Stated task 1: In the forum thread about new pet mice, what color is Aztec's belly?
Stated task 2: Reproduce the rows from the line holding "label the reflective" through the final row, inclusive.

# new additions



## gothling (Jan 6, 2011)

the photos are taken by my other half and edited by me, on a log on a white background, i photoshopped the backgrounds to make it more interesting....

female 1 aztec










female 2 storm









female 3 möu









male nero









i'll do some proper pics later


----------



## bethmccallister (Mar 5, 2010)

Awww those turned out really cool. Nero is so sleek and shiny!


----------



## gothling (Jan 6, 2011)

he's almost pink, and has realy dark dark red eyes


----------



## zoocrewmice (May 5, 2009)

They are cute! Storm is my favorite.


----------



## gothling (Jan 6, 2011)

they're from someone who breeds for feeders, he had amassive tank with lots running about in and he just said pick what ever ones you want.

i'm not sure any of them would be classed as proper colours, or what each would be. he did say they may have bald mice pop up on the litters because they have a bald ancestor.

you can't see it on the pic but aztec has a caramel coloured belly and dark dark brown top,
nero is my favorite looking, and möu is my other halves fav.


----------



## The Boggit keeper (Mar 5, 2010)

Those pics are great, cute meeces too!


----------



## moustress (Sep 25, 2009)

Nicely done!


----------



## minibears (Jul 30, 2010)

beautiful photos and meece


----------



## Anubis (Dec 19, 2010)

great photoshopping! very cute


----------



## SevenlevelsofDante (Nov 13, 2010)

What cuties! Great pics!


----------



## IrisheaglesOne (Dec 4, 2010)

They are beautiful! My favorite is Aztec!


----------

Entries supplied:
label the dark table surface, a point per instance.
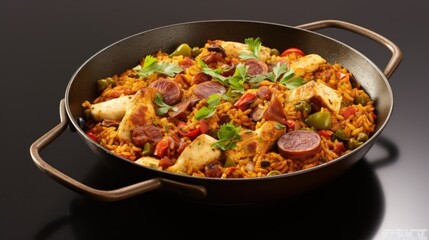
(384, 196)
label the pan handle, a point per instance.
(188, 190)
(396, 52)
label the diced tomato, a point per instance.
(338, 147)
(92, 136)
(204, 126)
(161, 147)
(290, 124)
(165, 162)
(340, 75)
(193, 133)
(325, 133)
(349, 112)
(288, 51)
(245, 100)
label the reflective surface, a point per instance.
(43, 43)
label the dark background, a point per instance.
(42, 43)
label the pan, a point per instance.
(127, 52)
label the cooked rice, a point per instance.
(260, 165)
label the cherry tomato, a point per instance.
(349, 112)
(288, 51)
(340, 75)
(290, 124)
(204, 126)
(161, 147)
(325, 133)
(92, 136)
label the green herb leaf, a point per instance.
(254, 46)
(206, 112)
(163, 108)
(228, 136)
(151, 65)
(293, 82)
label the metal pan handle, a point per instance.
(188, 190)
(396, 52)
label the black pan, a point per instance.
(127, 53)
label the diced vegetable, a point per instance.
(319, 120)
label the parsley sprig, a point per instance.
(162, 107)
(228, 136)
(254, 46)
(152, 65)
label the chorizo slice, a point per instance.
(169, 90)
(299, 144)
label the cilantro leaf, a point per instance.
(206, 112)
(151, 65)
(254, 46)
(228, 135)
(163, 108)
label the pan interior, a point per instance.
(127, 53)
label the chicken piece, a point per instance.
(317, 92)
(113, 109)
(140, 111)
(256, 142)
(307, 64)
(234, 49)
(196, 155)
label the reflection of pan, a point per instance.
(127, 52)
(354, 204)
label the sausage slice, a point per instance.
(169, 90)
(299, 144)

Finished answer 1: Caramel.

Finished answer 2:
label the reflective surface, a point per instance.
(43, 43)
label the dark background, a point per instance.
(42, 43)
label the pan, a point per instance.
(127, 52)
label the cooked rice, a point per instance.
(260, 165)
label the cherry tomato, a point per instance.
(349, 112)
(288, 51)
(340, 75)
(290, 124)
(204, 126)
(161, 147)
(325, 133)
(92, 136)
label the green herb leaf, a point per instance.
(254, 46)
(206, 112)
(163, 108)
(228, 136)
(151, 65)
(293, 82)
label the metal pan handle, a point per instance.
(188, 190)
(396, 52)
label the black pan, a point per instance.
(127, 53)
label the diced vegetable, a point per instance.
(319, 120)
label the parsley sprig, a point per instance.
(162, 107)
(228, 136)
(254, 46)
(152, 65)
label the chorizo slice, a point per instance.
(169, 90)
(299, 144)
label the cilantro leaf, a point per instance.
(206, 112)
(151, 65)
(254, 46)
(228, 135)
(163, 108)
label the pan interior, a point per instance.
(127, 53)
label the chicken piece, a point per instance.
(317, 92)
(113, 109)
(140, 111)
(256, 142)
(307, 64)
(234, 49)
(196, 155)
label the reflection of pan, a point per instance.
(127, 52)
(354, 204)
label the sausage slice, a point per instance.
(169, 90)
(299, 144)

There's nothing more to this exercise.